[Records for processing Boundary: Start]

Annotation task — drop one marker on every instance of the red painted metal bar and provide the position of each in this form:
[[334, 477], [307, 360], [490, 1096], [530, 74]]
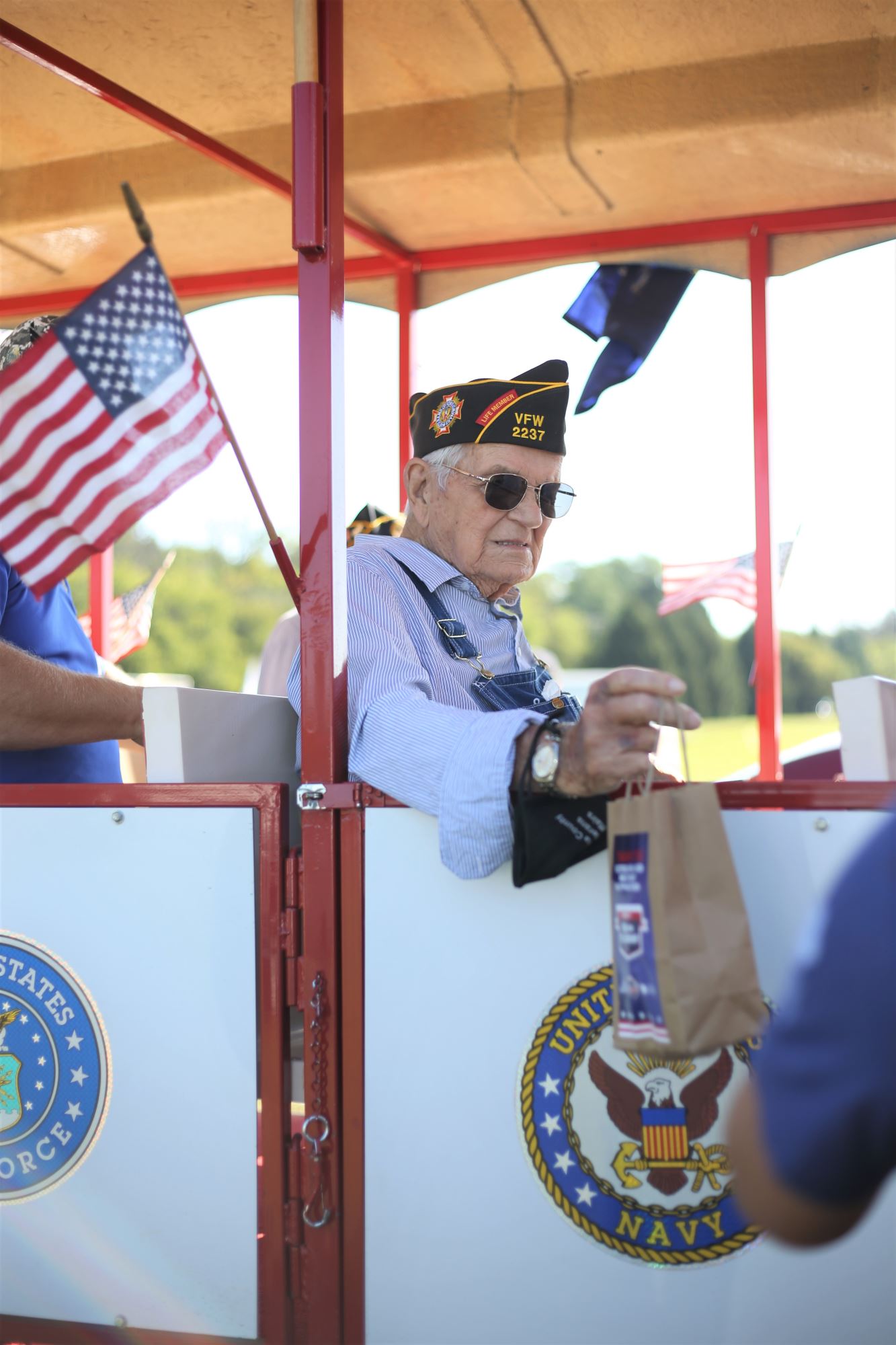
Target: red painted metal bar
[[323, 650], [194, 287], [26, 45], [101, 602], [766, 629], [353, 1073], [833, 219], [407, 303]]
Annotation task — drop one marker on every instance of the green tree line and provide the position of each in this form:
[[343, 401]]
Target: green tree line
[[213, 615]]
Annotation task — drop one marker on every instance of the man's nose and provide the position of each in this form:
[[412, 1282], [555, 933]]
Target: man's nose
[[528, 510]]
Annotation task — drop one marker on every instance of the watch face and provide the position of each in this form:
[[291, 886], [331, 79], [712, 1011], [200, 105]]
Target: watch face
[[544, 765]]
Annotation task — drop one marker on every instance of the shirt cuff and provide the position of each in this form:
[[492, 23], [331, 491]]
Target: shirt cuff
[[475, 831]]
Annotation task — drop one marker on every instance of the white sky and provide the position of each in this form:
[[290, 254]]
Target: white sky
[[662, 465]]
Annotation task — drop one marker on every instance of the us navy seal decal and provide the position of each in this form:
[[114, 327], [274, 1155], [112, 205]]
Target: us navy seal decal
[[56, 1070], [630, 1148]]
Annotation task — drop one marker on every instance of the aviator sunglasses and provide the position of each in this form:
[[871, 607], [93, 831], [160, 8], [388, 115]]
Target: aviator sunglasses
[[506, 490]]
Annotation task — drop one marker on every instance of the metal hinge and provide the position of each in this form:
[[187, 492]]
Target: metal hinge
[[310, 797]]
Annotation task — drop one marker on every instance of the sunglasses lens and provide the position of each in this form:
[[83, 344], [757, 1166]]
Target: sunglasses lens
[[505, 490], [556, 500]]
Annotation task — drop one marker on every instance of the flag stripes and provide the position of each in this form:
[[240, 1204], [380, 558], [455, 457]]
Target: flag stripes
[[733, 579], [100, 420], [665, 1143]]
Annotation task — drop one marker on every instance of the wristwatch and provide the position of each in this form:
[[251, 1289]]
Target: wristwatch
[[546, 761]]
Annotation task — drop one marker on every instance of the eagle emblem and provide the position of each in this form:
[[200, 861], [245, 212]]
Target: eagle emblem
[[446, 414], [628, 1147], [665, 1135]]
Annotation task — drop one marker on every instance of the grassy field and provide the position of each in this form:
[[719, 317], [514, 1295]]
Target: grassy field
[[721, 747]]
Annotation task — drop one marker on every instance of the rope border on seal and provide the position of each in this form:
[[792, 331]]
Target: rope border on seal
[[528, 1086]]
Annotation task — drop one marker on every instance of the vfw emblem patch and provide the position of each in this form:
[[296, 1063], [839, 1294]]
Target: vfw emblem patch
[[631, 1148], [56, 1070], [446, 414]]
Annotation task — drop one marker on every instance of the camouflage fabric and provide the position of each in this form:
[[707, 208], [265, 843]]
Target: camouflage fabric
[[19, 341]]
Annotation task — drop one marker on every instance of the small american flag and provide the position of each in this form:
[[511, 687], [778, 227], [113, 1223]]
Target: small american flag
[[735, 579], [100, 420], [131, 617]]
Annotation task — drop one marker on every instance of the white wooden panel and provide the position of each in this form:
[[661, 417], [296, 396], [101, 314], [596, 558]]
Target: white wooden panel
[[157, 918]]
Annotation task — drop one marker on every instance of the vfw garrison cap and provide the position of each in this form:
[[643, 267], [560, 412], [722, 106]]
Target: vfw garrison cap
[[529, 410]]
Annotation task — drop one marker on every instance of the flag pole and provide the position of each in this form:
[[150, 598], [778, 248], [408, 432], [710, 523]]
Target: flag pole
[[278, 547]]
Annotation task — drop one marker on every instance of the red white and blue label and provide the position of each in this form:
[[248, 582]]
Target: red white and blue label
[[639, 1012], [56, 1070]]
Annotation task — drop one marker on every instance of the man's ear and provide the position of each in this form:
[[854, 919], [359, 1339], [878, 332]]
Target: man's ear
[[419, 486]]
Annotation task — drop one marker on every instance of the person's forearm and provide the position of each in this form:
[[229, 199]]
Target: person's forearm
[[44, 705], [762, 1194]]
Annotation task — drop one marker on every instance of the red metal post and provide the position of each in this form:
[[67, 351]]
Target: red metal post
[[323, 645], [353, 1073], [766, 629], [101, 602], [407, 303]]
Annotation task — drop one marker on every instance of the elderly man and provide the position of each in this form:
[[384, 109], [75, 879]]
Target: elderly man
[[60, 722], [446, 700]]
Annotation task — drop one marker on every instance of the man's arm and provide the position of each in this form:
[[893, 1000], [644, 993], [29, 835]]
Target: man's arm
[[44, 705], [813, 1136], [616, 734], [764, 1198]]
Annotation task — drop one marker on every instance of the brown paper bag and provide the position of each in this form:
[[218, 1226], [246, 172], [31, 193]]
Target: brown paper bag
[[685, 974]]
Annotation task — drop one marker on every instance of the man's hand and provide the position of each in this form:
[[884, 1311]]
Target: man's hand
[[612, 740], [45, 707]]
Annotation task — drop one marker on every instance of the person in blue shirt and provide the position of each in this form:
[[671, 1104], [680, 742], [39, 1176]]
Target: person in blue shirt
[[813, 1135], [60, 720], [446, 697]]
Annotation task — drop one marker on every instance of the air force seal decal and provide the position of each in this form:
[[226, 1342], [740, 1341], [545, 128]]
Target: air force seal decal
[[56, 1070], [630, 1148]]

[Records for processing Boundary: End]

Repeat the listing word for word, omitting the pictures.

Annotation task — drop one marker on every instance of the red painted metal bar and provide the position of each in this form:
[[334, 477], [307, 360], [490, 1096], [530, 74]]
Target: red painted metal bar
[[323, 650], [194, 287], [26, 45], [101, 602], [766, 629], [353, 1073], [833, 219], [407, 303]]
Annotation task — drop one marker on every instance of the green tree line and provide the position of each in this form:
[[343, 401]]
Target: green tree line
[[213, 615]]
Annotation task — drop one marker on every instance of the man's nose and provide the position of each in this form:
[[412, 1282], [555, 933]]
Target: man's nose
[[528, 510]]
Annotation task — drop one marker on every instance of the watch face and provide the position of each in this form:
[[291, 886], [331, 79], [712, 1011], [200, 105]]
Target: watch face
[[544, 765]]
Annotation task — drop one marker on every instance of the shirt cuff and provide the position of each in this form:
[[492, 23], [331, 491]]
Target: shirt cuff
[[475, 831]]
Annotation task — drop one marker on every instance of the white sky and provide the position of each in this form:
[[290, 254]]
Target: white sky
[[662, 465]]
Annotation task — drop one marker on every instance of the us navy seal decal and provide the position of each in this form:
[[114, 327], [274, 1155], [112, 205]]
Target: us navy seal decal
[[56, 1070], [630, 1148]]
Annotation task — drop one marker on every instance of the aviator sunglasses and provide the position of each in this form:
[[871, 607], [93, 831], [160, 8], [388, 115]]
Target: aviator sunglasses
[[506, 490]]
Annotation task — drop one marker on every instance of the metal hinge and provide the position of each in this form:
[[187, 492]]
Target: metal hinge
[[310, 797]]
Annotation task — drop one marker on every instance of the sunglasses lens and provide the position of each in this form:
[[83, 344], [757, 1166]]
Target: sunglasses lens
[[505, 490], [556, 500]]
Annotation task — drop one marker on every instance of the flag stripes and provide the position of each in this form:
[[240, 1204], [380, 558], [455, 457]]
Target: flag stripes
[[733, 579], [100, 420], [665, 1143]]
Annotation task — drop one marker on every instance of the wristwatch and provide the position of each in this form:
[[251, 1289]]
Target: wristwatch
[[546, 761]]
Annotation task — drop one marker on every instance of the eagle emblem and provide the position of each in this form:
[[200, 861], [245, 212]]
Target: eagle emblem
[[446, 414], [628, 1147], [665, 1135]]
Annotation task — drop one marker on every instance of the grassy field and provide the position of each in this form:
[[719, 317], [514, 1295]]
Target: grassy field
[[721, 747]]
Annotation task — drop one marker on every instance of the rope border on seal and provide the position of each in this form:
[[792, 331]]
Target: rope border on seal
[[528, 1086]]
Annotation task — drop one marker on every instance of the vfw emblem patch and provide the position of each in this form:
[[296, 1063], [839, 1294]]
Target: vfw emblem patch
[[631, 1148], [56, 1070], [446, 414]]
Annotation task — drop one marker on every instance of the camouflage fabric and provide the position of each in this form:
[[707, 208], [265, 843]]
Target: camouflage fabric
[[19, 341]]
Annotation task — drop one marker on every instance of the small american flag and provide the position of each in this form:
[[511, 687], [778, 227], [113, 1223]]
Target: small american flag
[[735, 579], [100, 420], [131, 617]]
Annotation task — drop one marker on every instance of the white wooden panel and provide the position of each in this form:
[[661, 417], [296, 396], [101, 314], [596, 558]]
Target: white wooden panel
[[157, 918]]
Annotation task — drop one marker on every instance of the vfw garrison cap and provide the position of each in this form:
[[643, 267], [560, 412], [722, 106]]
Target: vfw garrison cap
[[529, 410]]
Annotation task — drop one marker on every instance of the flag pole and provide the position of each in this form:
[[150, 598], [778, 248], [408, 432], [710, 523]]
Target: flag pole
[[278, 547]]
Annotation task — drop one marker on every instance of the red white and blue label and provide the position of each in this form:
[[248, 582]]
Target: red white and blue label
[[639, 1012], [56, 1070]]
Annotation task — drop one marker on every instance of the man's ear and provide the position of each in this form:
[[854, 919], [359, 1339], [878, 332]]
Target: man's ear
[[419, 486]]
Annotation task — drop one marker on every instance of the person's forearm and provide the position of each in this form:
[[229, 199]]
Target: person's forearm
[[44, 705], [762, 1194]]
Annotation task — drop one marker on every instance of the red metal post and provide the position of each in this form:
[[67, 351]]
Target: red metal post
[[323, 645], [353, 1073], [766, 629], [101, 602], [407, 303]]
Annotation task — drop one marker on every instance of the elderly man and provide the position of each in this form:
[[384, 109], [75, 879]]
Target: elderly man
[[60, 722], [446, 700]]
Annotation task — drop one marker on every instance of the man's arm and provide the position of each in this form:
[[893, 1000], [644, 993], [29, 835]]
Target: man's arm
[[44, 705], [813, 1136], [616, 734], [764, 1198]]
Annotation task — drop one marker on every instance of the brown paper bag and provide the position of each in this form:
[[218, 1226], [246, 172], [31, 193]]
Target: brown paper bag
[[685, 974]]
Annotation task — drop one marker on every instance of the man's hand and provide the position of each in this form:
[[884, 1311]]
Target: man's hand
[[612, 740], [45, 707]]
Annotation task — drop one marker on every instance of the person in blue shirt and provide the position of each in this form:
[[671, 1104], [680, 742], [39, 1176]]
Target: person in blue shirt
[[813, 1135], [60, 720], [446, 697]]
Annotation task — drop one marker on every instance of the air force seal decal and provide the position of each in this form:
[[226, 1342], [740, 1341], [545, 128]]
Target: air force seal decal
[[56, 1070], [630, 1148]]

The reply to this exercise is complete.